:: DATASET EXCERPTS ::
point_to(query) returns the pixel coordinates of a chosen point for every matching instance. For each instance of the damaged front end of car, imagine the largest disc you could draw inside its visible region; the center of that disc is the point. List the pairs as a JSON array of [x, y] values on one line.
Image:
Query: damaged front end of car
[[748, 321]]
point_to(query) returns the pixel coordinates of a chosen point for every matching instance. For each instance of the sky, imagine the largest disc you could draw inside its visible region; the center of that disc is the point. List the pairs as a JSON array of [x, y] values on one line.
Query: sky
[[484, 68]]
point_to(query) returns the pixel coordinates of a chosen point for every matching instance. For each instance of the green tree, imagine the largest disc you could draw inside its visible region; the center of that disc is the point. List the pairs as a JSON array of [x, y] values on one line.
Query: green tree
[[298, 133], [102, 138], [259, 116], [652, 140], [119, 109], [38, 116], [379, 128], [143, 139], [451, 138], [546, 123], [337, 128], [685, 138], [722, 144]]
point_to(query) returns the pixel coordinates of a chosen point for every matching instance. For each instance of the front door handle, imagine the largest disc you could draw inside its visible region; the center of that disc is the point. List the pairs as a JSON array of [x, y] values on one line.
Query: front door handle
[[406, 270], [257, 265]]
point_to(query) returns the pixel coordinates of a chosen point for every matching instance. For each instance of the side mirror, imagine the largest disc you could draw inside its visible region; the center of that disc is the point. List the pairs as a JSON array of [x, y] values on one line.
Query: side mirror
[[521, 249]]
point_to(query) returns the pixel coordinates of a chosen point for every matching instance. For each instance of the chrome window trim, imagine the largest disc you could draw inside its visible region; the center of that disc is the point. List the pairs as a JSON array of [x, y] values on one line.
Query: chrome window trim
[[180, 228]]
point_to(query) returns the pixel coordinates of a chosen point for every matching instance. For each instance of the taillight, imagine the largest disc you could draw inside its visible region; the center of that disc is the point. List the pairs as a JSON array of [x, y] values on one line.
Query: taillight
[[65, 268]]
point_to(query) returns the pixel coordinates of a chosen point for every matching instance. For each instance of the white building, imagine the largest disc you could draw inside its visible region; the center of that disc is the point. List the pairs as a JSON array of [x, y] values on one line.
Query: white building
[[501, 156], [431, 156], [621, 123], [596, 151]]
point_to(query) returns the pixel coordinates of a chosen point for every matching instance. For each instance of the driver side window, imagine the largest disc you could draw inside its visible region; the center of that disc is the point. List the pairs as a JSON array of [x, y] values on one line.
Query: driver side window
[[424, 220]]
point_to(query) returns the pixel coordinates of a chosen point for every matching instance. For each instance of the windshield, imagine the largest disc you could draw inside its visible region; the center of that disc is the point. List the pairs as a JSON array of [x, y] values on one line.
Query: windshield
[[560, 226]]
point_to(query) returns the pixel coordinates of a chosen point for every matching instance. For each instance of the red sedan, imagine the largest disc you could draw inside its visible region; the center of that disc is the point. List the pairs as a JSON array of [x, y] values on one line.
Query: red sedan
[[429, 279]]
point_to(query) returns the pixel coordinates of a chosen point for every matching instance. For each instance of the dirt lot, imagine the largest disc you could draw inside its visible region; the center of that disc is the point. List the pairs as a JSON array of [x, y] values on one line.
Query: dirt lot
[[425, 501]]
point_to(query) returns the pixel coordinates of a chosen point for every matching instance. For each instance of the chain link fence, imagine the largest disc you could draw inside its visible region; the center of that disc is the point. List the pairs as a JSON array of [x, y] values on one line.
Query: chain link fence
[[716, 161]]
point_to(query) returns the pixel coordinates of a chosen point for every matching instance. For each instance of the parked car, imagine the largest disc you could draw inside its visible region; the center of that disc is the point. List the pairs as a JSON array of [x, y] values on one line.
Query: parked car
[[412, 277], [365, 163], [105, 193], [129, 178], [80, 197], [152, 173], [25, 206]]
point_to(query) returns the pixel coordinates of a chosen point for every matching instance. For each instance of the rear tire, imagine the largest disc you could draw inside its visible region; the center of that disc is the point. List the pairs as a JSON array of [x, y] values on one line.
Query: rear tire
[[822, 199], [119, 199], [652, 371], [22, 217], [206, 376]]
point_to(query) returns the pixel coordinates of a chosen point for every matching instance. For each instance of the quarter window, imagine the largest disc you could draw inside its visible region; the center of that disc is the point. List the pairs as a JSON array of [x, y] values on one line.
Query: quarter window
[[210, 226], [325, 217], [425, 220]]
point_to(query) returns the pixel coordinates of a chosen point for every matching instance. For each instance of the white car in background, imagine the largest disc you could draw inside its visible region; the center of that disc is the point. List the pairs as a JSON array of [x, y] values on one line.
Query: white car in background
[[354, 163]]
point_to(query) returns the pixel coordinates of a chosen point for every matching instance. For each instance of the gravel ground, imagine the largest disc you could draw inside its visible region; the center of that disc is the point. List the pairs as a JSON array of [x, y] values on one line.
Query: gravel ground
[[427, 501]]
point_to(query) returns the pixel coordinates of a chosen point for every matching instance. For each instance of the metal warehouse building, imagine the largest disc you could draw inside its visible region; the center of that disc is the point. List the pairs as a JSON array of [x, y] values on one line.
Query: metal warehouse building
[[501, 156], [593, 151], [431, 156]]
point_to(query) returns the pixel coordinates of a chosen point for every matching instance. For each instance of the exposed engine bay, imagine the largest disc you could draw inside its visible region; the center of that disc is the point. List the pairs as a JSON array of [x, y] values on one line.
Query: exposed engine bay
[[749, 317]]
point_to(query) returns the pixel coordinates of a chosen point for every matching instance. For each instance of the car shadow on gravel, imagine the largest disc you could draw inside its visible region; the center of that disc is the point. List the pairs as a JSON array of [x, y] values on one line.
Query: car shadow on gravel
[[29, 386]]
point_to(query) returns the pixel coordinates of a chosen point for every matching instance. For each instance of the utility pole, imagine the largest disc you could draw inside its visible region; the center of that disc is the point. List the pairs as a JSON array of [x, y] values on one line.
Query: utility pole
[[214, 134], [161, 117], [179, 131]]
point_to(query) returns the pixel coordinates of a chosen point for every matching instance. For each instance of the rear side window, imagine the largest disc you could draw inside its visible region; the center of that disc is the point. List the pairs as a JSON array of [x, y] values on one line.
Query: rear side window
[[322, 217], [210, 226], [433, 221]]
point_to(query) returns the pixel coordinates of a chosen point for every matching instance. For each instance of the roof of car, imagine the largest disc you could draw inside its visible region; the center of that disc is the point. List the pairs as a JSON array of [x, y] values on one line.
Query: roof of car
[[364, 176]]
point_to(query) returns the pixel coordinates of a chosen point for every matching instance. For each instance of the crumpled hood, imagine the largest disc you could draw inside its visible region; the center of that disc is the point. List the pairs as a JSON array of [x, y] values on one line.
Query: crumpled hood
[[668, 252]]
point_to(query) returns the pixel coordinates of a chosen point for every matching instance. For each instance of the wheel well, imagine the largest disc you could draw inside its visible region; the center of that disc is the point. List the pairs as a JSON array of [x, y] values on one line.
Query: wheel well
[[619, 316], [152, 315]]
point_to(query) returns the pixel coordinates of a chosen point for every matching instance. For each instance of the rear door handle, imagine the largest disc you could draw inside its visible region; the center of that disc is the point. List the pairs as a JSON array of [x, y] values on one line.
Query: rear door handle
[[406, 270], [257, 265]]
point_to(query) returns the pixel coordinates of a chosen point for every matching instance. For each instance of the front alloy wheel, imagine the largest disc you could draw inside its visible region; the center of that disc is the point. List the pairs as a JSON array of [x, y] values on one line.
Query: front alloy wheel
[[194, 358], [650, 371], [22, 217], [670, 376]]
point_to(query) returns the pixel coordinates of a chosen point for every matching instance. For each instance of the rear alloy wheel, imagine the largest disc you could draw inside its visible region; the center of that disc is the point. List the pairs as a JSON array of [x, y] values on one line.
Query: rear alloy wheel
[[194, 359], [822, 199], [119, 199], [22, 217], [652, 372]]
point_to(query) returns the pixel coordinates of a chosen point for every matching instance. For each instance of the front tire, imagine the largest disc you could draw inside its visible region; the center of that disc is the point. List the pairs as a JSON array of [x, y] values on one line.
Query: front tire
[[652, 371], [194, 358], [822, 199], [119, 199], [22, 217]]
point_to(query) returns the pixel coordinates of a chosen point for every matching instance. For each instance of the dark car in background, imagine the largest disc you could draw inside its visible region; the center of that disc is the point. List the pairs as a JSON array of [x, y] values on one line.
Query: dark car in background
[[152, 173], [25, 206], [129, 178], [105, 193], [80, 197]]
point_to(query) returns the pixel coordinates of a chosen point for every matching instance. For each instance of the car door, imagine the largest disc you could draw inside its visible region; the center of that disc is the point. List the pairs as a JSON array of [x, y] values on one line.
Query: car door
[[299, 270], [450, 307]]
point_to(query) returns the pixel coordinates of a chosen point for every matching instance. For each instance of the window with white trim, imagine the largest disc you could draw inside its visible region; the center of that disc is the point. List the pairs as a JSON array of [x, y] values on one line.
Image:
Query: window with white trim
:::
*WORK TO COMPLETE:* Copy the lines starting at the one containing "of the exposed" and ending at the one containing "[[322, 217], [210, 226], [433, 221]]", keeping every character as it is.

*ANSWER TO THIS TASK:*
point_to(query) returns the pixel coordinates of a chosen point for every matching instance. For each instance of the exposed engine bay, imagine the largest disc you could draw inside its visible region; the center of that disc is the point. List the pairs as a JSON array of [x, y] values on one line.
Query: exposed engine bay
[[749, 317]]
point_to(query) returns the pixel coordinates of a chosen point for every matching instance. For each instance of the car shadow on gravel, imagine the largest disc you could draw inside its visible region; the center of that disc is the point. List the pairs as a JSON array of [x, y] values on one line.
Query: car shadow on gravel
[[29, 386]]
point_to(query) returns the pixel coordinates of a chosen point for every matching instance. For each instance of the utility pole, imagine the largest disc you could draw inside its visible region; the center of that disc is the point. List the pairs as a JSON array of [x, y] values on one line.
Query: utility pole
[[214, 134], [161, 117], [179, 131]]
point_to(query) returns the pixel coordinates of a chosen point for every matching instance. For each instance of the rear side window, imagine the largest disc you could draw inside its visible region; the center of that disc is the point. List the pairs as a JSON array of [x, y] values on one line.
Query: rear side window
[[322, 217], [210, 226], [433, 221]]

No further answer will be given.